**MATERIAL FOR THIS TASK**
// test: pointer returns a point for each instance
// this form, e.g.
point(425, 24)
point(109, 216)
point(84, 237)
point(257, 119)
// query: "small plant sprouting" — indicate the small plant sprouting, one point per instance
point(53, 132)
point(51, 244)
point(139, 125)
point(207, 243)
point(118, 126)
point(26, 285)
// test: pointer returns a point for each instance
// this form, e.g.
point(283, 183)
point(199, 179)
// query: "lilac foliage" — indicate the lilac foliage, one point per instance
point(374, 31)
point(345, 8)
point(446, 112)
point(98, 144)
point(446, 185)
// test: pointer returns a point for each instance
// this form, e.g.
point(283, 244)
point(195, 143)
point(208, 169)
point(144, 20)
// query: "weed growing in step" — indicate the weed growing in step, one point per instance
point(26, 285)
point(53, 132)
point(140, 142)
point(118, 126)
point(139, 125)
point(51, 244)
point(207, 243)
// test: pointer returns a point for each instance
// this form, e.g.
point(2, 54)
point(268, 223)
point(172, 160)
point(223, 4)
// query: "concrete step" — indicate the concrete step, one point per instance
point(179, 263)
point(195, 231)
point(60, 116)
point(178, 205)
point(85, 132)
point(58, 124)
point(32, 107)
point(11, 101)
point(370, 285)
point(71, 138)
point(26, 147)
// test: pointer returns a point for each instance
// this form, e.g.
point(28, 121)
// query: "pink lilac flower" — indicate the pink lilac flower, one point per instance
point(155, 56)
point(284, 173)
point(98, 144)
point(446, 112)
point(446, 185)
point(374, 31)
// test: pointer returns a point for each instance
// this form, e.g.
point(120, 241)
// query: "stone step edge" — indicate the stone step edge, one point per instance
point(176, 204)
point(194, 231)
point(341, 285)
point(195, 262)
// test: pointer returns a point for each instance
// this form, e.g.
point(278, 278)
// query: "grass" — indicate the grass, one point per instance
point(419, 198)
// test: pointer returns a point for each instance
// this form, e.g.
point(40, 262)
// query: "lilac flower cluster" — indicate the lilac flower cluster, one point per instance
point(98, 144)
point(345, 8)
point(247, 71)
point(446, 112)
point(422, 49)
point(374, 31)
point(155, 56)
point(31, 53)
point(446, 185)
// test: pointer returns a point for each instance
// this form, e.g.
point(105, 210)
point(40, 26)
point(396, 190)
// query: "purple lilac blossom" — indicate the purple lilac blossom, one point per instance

**EXERCISE DETAILS**
Output an exact copy of the lines beginning at the one that holds "point(396, 190)" and running through the final line of the records.

**FINAL ANSWER**
point(396, 190)
// query: "purple lilac blossom" — indicate the purple lilac blossom, one point per instance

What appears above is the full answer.